TEXTO EN ESTUDIO:

¿Una visita de Estado?
La operación propagandística pergeñada por la Casa del Rey, con la ayuda del ministro Margallo, pone al descubierto alguno de los elementos que prueban la toxicidad que ha desarrollado la monarquía borbónica restaurada por Franco en la persona de Juan Carlos de Borbón, que vive su peculiar otoño del patriarca desplegando una capacidad de contaminación inusitada.
La “visita de Estado del rey Juan Carlos I a Marruecos”, ha sido utilizada como la prueba de la utilidad de la monarquía para los intereses de la “marca España” y diseñada sobre todo con el evidente propósito de reflotar la muy maltrecha imagen del monarca. Para ello el rey ha contado con la complicidad del monarca marroquí, al que nuestro Jefe de Estado honra con tratamiento familiar de sobrino, para recibir a su vez el privilegio de ser acogido en pleno ramadán e incluso saludado con dátiles y miel. Todo ello es, sin duda, la quintaesencia de un modelo difícilmente cohonestable con una democracia decente.
Es verdad que esta operación publicitaria ha tenido la desgracia de coincidir con un momento álgido del “caso Bárcenas”, que le ha robado la exclusividad de primeras planas y tertulias que habían soñado quienes la diseñaron. Pero vayamos más allá. Veamos el modelo de visita de Estado. ¿Es imaginable un país democrático en el que sus intereses son defendidos mediante los guiños de complicidad entre dos patriarcas que pasan por encima de las molestias derivadas de la sujeción a las leyes y procedimientos para resolver sus asuntos? ¿Es propio, no de un Estado democrático, sino simplemente serio que los verdaderos problemas de las relaciones entre Estados sean resueltos en el clima de secreto de familia que encima nos presentan como una ventaja, un privilegio? ¿Tiene cabida en un Estado en el siglo XXI la imagen de un representante democrático, de un ministro del Gobierno elegido por las urnas, que se vanagloria de su papel de mera comparsa del rey?

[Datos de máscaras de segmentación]

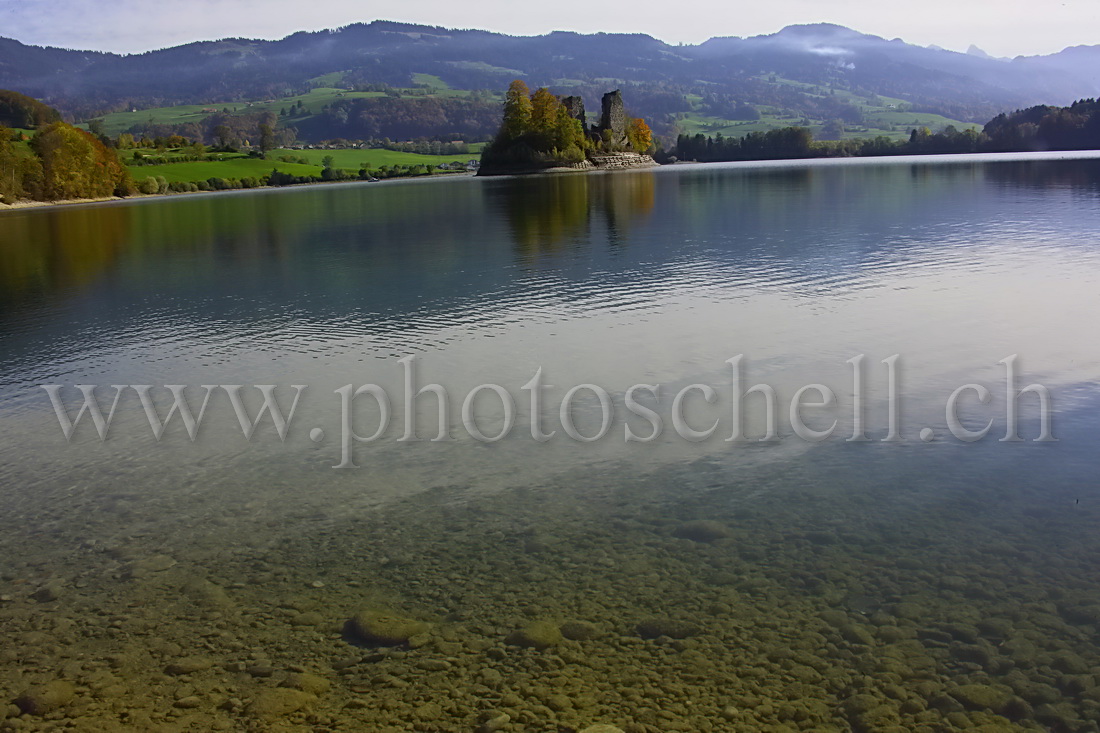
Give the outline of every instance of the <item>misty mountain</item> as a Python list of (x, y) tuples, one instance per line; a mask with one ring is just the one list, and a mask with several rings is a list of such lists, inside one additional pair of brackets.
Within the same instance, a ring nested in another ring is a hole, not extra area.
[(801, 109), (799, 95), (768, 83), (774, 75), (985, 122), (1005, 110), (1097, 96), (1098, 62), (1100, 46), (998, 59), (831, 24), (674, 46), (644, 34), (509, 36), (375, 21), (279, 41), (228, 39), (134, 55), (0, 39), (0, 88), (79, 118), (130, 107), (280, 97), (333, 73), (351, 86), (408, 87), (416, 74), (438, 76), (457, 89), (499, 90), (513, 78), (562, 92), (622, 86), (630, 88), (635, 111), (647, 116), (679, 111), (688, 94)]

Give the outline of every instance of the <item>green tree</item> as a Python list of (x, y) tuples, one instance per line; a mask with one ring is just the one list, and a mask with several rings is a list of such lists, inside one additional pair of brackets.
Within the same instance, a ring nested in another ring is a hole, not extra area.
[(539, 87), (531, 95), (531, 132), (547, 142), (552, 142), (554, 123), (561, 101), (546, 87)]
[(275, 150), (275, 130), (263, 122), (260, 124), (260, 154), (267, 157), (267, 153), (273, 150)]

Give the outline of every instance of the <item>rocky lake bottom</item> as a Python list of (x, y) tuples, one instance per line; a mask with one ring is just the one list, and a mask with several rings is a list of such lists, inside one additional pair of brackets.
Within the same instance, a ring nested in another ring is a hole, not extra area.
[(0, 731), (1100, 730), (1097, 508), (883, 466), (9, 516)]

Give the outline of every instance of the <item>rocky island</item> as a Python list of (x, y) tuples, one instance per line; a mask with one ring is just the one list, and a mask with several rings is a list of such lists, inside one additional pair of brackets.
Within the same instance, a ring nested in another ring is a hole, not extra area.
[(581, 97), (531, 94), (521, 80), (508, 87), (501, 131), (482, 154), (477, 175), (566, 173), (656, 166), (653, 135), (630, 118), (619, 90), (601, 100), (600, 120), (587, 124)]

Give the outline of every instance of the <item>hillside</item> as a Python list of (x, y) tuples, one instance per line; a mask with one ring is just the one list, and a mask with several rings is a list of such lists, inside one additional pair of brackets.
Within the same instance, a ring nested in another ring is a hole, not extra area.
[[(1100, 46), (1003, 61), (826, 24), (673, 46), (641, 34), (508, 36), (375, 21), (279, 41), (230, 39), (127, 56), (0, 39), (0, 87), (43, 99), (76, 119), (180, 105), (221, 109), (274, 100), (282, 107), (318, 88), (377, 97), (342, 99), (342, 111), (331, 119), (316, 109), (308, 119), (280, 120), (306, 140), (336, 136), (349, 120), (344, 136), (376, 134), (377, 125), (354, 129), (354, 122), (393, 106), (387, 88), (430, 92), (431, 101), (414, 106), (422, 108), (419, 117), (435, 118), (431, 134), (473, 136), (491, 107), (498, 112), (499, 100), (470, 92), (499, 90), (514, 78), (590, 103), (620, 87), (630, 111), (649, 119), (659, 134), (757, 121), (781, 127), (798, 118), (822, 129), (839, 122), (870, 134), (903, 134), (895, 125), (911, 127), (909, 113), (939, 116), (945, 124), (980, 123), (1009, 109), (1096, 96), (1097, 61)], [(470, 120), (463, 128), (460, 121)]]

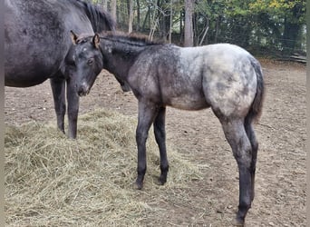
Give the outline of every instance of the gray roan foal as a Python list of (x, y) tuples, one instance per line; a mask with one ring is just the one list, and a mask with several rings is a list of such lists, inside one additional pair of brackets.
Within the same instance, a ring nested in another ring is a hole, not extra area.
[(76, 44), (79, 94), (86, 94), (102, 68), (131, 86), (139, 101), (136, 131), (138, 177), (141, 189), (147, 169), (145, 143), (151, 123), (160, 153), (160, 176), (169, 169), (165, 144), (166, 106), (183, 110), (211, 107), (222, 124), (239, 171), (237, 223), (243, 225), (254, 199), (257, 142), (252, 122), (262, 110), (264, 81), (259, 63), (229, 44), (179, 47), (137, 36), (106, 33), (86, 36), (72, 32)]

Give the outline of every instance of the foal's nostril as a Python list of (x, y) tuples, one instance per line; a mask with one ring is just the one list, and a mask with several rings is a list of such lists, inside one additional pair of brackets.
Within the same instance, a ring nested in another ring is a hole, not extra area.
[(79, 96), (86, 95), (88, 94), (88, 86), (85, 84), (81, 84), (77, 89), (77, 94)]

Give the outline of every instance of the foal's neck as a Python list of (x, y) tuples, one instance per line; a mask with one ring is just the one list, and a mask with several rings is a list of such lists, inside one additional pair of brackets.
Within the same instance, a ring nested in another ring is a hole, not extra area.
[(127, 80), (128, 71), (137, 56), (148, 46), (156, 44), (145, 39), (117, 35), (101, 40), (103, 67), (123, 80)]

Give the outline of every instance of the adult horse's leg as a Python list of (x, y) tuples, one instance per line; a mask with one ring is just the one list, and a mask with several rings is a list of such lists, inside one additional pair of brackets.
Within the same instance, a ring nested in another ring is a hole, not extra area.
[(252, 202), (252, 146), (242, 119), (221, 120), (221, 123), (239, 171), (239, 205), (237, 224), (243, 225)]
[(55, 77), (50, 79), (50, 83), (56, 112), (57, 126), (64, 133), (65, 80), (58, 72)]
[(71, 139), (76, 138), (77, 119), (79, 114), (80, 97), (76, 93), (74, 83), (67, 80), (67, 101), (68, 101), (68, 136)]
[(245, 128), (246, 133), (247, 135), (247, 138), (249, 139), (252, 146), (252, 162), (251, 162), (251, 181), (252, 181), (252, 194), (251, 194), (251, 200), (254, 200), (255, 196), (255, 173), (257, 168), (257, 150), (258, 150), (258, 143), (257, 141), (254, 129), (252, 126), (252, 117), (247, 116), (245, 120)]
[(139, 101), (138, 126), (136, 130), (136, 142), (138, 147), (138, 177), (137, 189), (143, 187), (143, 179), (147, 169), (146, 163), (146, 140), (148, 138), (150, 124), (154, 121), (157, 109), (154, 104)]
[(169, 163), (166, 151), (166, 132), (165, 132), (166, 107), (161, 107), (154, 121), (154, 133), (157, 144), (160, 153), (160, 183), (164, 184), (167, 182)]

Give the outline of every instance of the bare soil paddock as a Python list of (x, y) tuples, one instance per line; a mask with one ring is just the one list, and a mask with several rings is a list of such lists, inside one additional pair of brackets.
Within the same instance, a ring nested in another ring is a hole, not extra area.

ORDEN DE TRABAJO: Prosiga el artículo de opinión sobre la visita de Estado de Juan Carlos I a Marruecos a partir de su última oración. Los registros no tienen ninguna función en este ejercicio.

RESPUESTA A LA TAREA:
La idea peculiar de democracia de ese ministro la encontramos en su elogio de la similitud entre Marruecos y España, que es similitud entre sus dos monarcas: “Marruecos ha elegido la buena vía, que no es muy distinta de la que escogimos en España a partir de 1975: una evolución a la democracia desde la ley, guiados también, y no es casualidad, por una monarquía porque es elemento de estabilidad. Don Juan Carlos fue el motor del cambio en ese proceso y el rey Mohamed VI lo está haciendo en Marruecos”. Aún más el ministro Margallo aseguró que la vía elegida por “Marruecos y Argelia” es la “buena”—, y no la de los “procesos revolucionarios en Túnez, Libia y Egipto, que son objeto de preocupación en todas las cancillerías del mundo”.
Y sí, también debe ser el modelo de democracia al que se aspira, ése que consiste en que ambos reyes animen a los empresarios a aprovecharse de las facilidades para hacer negocios, que es lo mollar, lo importante, aquello para lo que hemos venido, mientras se orillan asuntillos menos vistosos. Por ejemplo, las dificultades que vive la libertad de expresión y prensa, los derechos de las mujeres o la represión del movimiento ciudadano opositor. Por ejemplo, la venta de armamento español a Marruecos (un interés clave para el rey, que siempre ha reservado el nombramiento del ministro de defensa, cargo desempeñado hoy por un experto en esos negocios), denunciada por casi todas las ONGs independientes. Y, por supuesto, la vergonzosa deslealtad del Estado español hacia el pueblo saharahui, inaugurada por la primera actuación del entonces jefe de Estado interino por enfermedad de Franco, el príncipe Juan Carlos, que cedió a la estrategia de su primo Hassan II, deslealtad e incumplimiento de sus deberes internacionales que hoy prolonga de nuevo nuestro ministro de Asuntos Exteriores, quien sostiene que “La posición de España es la que hemos mantenido en Argel y Marruecos: una solución estable, pacífica y justa de acuerdo con los parámetros y la doctrina de la ONU”. Es decir, que sigan reprimiendo al pueblo saharaui y que se sigan conculcando los derechos humanos, que nosotros estamos a lo que hay que estar.
¿Son esos los modos que sirven para que avance en España la democracia de los ciudadanos? ¿Es esa la utilidad de la monarquía? Quizá en el fondo sí, este monarca que se resiste a dejar su responsabilidad y sus privilegios, nos ha prestado un gran servicio: evidenciar una vez más por qué, más pronto que tarde, hemos de librarnos de ese vestigio atávico y recuperar la libertad que significa una República.